### INSTRUCTIONS TO FOLLOW
Reproduce the entries word for word, taking everything from the line that contains "Note to the class: find the beige upholstered" down to the line that contains "(1290, 275)", with both of those lines included.

[Rows from a dataset]
-=-=-

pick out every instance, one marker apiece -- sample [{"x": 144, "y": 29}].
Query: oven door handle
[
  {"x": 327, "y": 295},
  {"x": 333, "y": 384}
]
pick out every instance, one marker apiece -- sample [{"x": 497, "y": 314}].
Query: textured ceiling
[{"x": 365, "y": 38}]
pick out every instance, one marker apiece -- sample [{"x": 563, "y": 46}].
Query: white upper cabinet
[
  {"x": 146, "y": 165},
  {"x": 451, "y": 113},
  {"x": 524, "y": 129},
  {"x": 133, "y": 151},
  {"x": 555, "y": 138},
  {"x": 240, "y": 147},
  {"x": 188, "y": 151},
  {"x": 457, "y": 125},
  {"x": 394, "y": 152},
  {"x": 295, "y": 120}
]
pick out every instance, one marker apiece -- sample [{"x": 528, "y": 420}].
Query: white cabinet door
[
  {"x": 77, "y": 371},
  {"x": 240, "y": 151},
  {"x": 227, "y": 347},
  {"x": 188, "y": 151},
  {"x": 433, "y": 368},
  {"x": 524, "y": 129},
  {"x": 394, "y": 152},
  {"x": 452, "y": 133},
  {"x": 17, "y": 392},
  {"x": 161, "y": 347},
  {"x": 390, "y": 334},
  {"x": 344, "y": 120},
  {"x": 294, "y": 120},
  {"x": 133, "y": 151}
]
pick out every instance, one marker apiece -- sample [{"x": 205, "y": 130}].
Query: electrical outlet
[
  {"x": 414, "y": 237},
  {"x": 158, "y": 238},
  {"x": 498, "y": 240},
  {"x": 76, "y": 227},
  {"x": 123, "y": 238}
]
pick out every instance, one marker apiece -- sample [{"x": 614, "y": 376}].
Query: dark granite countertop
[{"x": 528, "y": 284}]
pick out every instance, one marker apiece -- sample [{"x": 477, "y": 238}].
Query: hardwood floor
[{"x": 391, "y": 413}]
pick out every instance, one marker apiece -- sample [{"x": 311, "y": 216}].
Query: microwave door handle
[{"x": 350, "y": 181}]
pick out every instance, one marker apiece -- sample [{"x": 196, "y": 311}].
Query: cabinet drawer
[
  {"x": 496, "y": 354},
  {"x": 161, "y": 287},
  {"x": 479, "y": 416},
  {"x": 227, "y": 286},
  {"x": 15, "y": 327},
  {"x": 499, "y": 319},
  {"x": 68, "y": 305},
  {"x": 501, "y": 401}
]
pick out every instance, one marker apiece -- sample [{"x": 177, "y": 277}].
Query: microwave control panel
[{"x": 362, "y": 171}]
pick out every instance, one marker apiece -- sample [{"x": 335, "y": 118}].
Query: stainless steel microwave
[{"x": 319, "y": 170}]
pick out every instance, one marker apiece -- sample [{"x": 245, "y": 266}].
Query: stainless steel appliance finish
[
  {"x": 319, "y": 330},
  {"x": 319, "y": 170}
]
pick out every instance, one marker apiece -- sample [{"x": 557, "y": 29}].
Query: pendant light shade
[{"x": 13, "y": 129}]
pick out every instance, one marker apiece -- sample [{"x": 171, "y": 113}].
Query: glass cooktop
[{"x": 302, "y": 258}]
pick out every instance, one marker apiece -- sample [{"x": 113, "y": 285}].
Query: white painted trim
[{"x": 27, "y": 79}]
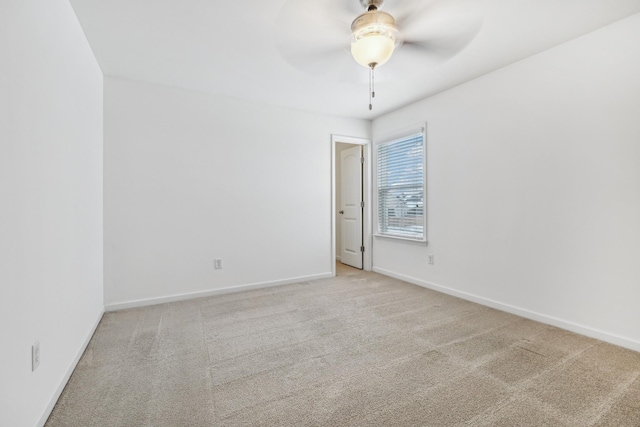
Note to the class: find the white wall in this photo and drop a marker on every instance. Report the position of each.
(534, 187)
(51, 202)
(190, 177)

-=-=-

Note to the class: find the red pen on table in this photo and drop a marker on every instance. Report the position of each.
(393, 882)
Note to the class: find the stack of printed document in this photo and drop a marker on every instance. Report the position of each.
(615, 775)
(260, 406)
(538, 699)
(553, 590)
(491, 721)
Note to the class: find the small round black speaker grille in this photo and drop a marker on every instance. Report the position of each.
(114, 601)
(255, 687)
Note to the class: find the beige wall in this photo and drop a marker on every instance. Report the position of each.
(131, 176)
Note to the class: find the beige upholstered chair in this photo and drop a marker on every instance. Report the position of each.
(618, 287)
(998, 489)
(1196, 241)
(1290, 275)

-=-=-

### COMPLETED TASK
Note to the class: find the beige upholstered chair in this photo and drop a marker on every instance. Report the position of each.
(618, 287)
(998, 489)
(1196, 241)
(1290, 275)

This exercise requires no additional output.